Retype the entries between the line holding "Tag the sea spray" and the end of the entries, both included, and change nothing in them.

————————

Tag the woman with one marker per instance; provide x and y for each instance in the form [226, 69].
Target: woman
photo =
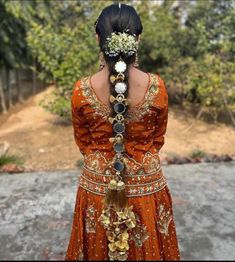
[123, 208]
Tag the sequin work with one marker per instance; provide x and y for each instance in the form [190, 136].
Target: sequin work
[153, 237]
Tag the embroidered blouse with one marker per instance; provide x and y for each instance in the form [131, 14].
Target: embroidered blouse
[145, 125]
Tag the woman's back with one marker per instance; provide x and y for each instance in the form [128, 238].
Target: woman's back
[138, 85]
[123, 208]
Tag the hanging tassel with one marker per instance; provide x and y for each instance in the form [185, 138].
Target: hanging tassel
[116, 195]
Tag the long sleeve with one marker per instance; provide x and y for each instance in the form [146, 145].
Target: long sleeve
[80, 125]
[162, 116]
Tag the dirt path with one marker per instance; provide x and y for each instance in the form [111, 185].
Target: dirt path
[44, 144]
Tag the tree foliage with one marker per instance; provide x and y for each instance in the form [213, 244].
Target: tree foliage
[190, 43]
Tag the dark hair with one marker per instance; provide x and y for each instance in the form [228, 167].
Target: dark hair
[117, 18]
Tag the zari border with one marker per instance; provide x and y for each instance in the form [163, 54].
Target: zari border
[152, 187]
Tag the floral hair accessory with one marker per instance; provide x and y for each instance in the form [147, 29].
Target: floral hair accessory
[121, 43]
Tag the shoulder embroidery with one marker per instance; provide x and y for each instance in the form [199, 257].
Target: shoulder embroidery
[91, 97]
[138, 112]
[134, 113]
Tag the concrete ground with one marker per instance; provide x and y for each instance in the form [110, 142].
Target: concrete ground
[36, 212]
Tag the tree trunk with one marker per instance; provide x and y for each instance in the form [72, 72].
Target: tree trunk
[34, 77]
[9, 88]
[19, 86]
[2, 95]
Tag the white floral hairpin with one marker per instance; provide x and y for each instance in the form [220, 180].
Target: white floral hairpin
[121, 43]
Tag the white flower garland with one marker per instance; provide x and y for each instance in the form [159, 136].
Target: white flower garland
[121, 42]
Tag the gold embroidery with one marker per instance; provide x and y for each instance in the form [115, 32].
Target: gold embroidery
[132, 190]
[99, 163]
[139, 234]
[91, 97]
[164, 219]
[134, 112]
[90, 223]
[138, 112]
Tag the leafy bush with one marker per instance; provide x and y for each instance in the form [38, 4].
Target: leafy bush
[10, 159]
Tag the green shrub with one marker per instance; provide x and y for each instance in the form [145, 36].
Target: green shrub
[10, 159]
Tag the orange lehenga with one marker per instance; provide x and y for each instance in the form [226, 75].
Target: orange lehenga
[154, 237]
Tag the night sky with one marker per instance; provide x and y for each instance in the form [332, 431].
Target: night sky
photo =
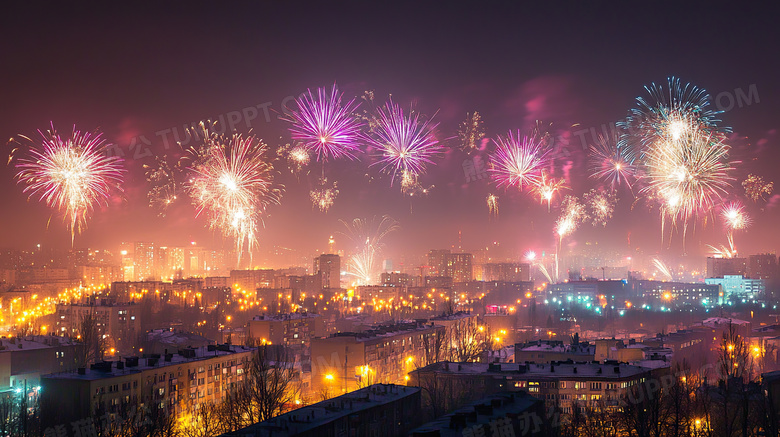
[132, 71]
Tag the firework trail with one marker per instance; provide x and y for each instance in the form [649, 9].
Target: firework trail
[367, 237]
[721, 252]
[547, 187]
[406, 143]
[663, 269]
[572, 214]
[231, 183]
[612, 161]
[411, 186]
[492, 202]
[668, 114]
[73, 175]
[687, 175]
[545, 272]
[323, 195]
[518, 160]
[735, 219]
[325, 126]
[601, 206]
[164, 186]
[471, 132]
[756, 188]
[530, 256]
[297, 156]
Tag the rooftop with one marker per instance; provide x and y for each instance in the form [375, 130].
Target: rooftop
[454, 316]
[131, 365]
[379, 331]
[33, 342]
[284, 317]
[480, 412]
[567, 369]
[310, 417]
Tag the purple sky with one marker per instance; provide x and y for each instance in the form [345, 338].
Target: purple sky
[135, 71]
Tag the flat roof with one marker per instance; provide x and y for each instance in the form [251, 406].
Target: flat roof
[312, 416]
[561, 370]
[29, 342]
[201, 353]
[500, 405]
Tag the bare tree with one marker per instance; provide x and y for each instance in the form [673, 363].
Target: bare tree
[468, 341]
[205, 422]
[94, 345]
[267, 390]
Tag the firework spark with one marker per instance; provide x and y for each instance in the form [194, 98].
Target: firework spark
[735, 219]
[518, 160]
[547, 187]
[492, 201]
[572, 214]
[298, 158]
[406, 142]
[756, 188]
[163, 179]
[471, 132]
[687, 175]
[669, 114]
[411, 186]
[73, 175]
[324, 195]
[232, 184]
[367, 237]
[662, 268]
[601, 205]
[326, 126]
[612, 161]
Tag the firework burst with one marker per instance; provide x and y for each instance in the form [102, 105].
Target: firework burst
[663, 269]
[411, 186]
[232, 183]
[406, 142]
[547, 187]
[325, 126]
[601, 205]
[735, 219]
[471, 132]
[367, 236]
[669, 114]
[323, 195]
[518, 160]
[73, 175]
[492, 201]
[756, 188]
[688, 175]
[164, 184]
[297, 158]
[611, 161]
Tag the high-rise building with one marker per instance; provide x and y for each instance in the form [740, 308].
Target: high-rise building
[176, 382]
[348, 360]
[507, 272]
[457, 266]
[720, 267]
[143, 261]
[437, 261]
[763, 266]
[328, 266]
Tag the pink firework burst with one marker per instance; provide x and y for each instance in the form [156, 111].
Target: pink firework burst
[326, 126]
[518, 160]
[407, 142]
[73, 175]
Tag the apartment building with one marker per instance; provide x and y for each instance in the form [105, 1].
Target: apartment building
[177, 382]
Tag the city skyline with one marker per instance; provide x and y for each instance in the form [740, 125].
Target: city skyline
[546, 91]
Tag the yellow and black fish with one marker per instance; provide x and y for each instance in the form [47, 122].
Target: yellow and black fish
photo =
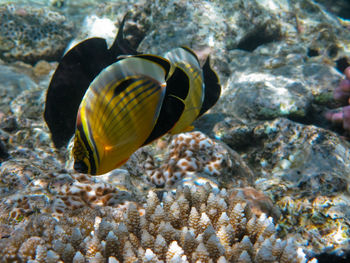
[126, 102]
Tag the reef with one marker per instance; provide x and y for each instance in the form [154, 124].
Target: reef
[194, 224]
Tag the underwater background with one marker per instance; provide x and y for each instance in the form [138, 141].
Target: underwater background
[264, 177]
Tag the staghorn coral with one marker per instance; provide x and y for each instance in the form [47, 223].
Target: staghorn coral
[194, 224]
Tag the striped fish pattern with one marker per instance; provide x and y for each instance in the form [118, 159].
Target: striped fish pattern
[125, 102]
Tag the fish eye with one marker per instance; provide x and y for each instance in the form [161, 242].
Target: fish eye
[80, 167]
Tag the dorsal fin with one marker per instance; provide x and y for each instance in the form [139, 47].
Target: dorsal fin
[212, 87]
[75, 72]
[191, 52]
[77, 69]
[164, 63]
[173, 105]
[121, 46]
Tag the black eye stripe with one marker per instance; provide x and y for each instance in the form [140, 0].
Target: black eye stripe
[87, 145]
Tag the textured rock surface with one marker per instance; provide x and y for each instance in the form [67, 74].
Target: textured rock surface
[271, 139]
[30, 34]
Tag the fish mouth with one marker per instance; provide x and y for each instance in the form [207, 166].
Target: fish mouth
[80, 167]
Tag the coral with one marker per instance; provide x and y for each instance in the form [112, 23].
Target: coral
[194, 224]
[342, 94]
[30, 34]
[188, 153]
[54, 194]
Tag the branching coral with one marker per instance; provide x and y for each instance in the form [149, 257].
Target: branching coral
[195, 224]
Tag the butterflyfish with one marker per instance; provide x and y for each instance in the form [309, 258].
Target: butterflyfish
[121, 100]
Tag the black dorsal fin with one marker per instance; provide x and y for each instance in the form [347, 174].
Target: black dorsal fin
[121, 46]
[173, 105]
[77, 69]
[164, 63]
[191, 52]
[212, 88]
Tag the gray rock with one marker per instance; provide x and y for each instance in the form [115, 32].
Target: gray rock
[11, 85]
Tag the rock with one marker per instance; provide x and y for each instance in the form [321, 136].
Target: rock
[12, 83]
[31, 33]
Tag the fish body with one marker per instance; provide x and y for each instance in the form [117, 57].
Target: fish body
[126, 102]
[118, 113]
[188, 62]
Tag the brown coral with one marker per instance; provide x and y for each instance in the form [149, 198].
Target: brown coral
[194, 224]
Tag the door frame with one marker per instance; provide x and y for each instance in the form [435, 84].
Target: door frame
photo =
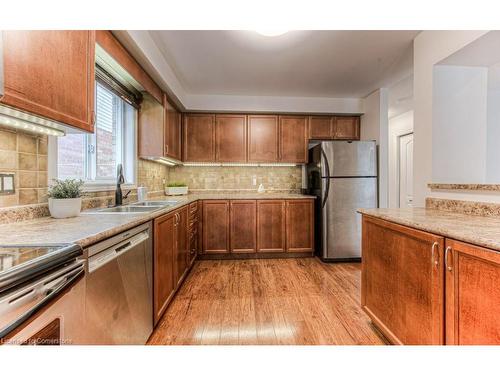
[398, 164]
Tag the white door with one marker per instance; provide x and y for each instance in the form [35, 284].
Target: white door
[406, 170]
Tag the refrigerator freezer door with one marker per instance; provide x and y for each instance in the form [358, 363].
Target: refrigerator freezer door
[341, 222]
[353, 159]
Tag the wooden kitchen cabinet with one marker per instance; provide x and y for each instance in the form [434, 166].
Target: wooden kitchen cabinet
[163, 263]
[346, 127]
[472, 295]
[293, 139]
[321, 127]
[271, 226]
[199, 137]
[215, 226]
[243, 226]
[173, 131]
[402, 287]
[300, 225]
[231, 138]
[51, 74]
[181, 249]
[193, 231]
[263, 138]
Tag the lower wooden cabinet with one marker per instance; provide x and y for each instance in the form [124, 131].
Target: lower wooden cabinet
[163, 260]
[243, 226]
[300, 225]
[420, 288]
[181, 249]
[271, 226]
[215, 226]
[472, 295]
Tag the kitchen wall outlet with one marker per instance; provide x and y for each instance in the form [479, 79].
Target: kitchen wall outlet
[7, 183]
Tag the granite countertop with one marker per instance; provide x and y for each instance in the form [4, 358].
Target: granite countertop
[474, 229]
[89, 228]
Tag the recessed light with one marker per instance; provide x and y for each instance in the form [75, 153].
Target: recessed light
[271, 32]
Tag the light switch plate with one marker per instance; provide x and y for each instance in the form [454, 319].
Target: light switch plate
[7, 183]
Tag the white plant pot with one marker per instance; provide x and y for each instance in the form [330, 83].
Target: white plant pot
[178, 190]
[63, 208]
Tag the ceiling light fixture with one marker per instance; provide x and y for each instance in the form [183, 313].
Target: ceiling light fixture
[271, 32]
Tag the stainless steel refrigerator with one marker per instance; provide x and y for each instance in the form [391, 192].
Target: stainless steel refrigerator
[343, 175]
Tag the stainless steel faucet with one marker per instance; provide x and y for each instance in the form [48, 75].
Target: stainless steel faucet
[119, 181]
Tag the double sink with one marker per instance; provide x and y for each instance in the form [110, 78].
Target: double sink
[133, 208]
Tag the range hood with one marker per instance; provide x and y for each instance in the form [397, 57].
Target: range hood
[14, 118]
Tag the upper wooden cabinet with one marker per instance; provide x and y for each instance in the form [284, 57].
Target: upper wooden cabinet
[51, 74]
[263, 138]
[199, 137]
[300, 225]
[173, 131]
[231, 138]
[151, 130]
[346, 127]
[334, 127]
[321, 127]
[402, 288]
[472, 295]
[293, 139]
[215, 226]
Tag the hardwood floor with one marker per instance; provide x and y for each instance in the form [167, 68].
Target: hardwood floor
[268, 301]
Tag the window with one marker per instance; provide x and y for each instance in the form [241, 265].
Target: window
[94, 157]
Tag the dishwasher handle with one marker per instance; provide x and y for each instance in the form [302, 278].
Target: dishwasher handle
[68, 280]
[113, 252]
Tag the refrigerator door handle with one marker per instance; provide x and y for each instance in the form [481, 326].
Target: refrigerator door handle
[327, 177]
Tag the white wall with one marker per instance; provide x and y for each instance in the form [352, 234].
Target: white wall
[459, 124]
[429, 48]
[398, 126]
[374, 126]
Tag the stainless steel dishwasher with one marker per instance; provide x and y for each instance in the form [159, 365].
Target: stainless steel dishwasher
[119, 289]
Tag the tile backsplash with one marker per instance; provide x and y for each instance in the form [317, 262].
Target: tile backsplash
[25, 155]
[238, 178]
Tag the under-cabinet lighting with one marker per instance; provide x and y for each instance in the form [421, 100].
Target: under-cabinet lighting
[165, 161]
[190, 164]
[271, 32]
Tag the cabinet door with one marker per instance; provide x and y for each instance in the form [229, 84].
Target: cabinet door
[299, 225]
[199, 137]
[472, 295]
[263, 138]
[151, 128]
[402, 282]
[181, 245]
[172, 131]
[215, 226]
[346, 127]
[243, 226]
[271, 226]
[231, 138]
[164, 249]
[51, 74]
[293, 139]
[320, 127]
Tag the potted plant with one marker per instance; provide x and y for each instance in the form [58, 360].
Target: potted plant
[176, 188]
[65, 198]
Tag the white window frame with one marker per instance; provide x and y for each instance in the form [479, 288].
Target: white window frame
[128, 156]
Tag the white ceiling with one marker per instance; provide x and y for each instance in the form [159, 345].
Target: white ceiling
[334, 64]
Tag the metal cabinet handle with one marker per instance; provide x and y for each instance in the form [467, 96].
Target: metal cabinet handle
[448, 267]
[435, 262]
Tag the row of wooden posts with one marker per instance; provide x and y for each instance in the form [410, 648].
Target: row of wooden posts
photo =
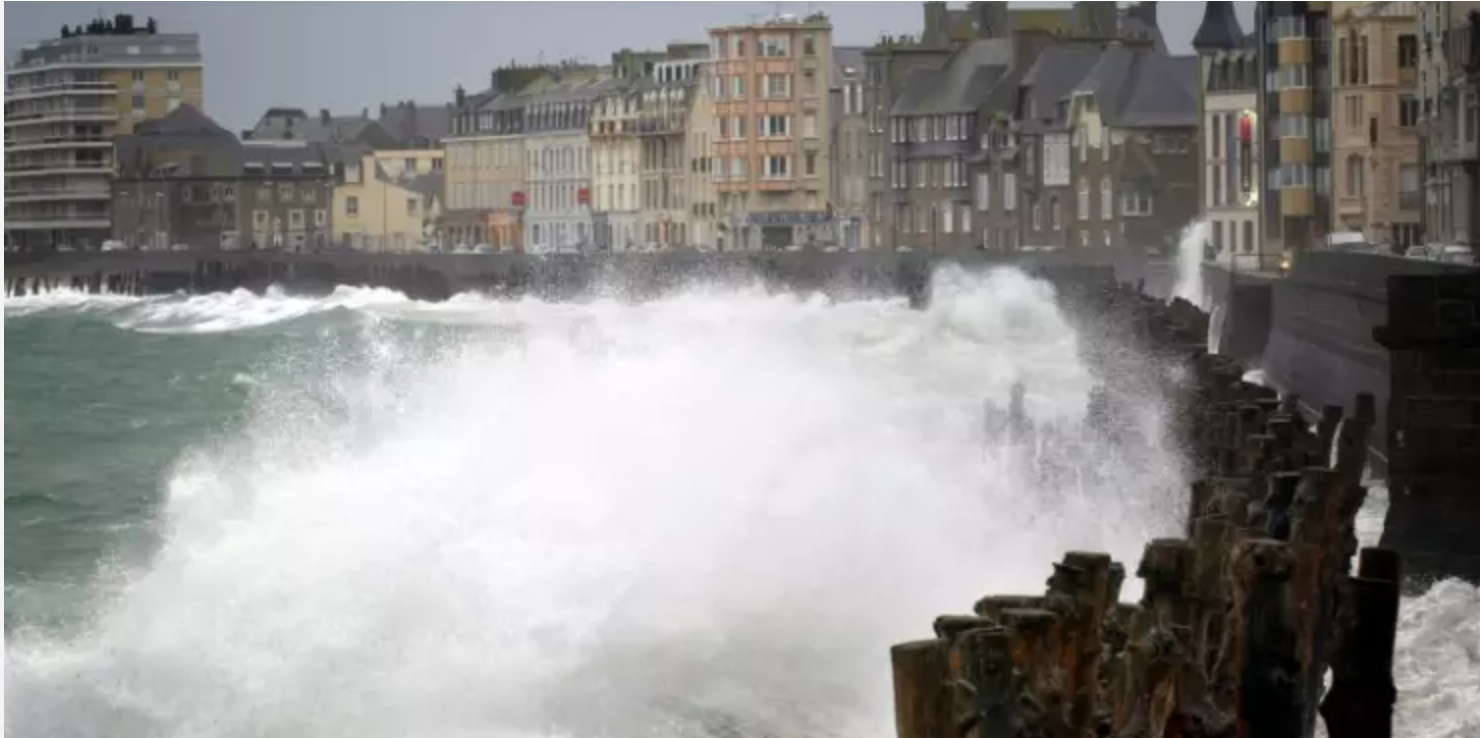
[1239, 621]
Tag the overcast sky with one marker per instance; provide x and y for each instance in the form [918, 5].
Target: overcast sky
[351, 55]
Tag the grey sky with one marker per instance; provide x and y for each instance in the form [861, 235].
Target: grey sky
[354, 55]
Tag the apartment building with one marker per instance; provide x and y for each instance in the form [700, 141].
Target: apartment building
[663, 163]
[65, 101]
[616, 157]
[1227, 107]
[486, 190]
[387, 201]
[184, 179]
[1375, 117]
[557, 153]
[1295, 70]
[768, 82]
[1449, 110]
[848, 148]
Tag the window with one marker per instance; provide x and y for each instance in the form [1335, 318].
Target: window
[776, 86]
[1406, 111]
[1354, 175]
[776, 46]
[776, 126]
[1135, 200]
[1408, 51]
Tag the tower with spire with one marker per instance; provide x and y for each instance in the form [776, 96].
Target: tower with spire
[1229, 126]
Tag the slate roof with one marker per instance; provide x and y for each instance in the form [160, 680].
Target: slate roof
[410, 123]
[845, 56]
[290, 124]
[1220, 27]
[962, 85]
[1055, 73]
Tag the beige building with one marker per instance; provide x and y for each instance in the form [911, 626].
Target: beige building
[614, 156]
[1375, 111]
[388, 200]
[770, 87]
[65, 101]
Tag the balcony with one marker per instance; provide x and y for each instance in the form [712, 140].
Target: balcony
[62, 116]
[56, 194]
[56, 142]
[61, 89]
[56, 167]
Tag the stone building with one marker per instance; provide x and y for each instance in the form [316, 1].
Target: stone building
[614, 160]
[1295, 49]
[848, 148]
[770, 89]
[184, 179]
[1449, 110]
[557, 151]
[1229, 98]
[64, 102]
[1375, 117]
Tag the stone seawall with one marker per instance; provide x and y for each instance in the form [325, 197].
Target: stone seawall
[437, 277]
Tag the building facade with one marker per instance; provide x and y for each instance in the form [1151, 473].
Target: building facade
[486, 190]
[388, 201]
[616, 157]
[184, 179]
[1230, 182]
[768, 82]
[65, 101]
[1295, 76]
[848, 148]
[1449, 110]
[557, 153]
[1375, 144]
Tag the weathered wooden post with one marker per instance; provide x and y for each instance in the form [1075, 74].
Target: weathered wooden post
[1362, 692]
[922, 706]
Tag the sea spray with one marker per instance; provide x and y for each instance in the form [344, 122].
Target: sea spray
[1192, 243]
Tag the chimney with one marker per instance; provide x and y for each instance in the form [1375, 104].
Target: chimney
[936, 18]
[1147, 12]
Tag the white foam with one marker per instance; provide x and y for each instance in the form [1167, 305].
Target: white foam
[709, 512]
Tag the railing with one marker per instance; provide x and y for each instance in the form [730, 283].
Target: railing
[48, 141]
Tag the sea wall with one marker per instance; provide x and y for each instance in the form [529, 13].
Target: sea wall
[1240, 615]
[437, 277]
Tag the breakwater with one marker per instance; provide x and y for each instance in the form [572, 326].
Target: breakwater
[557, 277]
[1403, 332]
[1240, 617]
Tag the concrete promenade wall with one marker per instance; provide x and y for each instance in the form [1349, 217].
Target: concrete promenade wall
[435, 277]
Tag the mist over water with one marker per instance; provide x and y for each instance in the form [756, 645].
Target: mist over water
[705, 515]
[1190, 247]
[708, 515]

————————

_Answer to the exercise_
Tag the sea spray with one marker per instance; provide x and y for each instance in the form [344, 122].
Target: sea spray
[1192, 243]
Tag the chimney with one marker per instance; provide x and y for each instance in the form [1375, 104].
Target: chimney
[936, 18]
[1147, 12]
Tag the white foam with one marker per instance; provide x and y for each instance in the form [1167, 305].
Target: white foam
[709, 512]
Tag the railing with one marker per instance; provide x and y for each instance in the form [730, 283].
Target: railing
[48, 141]
Tag the sea wall with one marker per instance; provide x and y for each instance in the form [529, 13].
Target: sea wall
[1240, 615]
[437, 277]
Tag the breakwater with one marker per instance; provide x and y for each instance in the form [572, 326].
Target: breakwater
[557, 277]
[1403, 332]
[1240, 617]
Tag the concrete promenade wall with one marker per instance; provide x and y for each instance in the form [1349, 217].
Target: concrete promenade wall
[435, 277]
Tag the mist over water with one marker per instance; provide x and y for each instance in the form [756, 645].
Target: mist over water
[705, 515]
[1190, 247]
[708, 515]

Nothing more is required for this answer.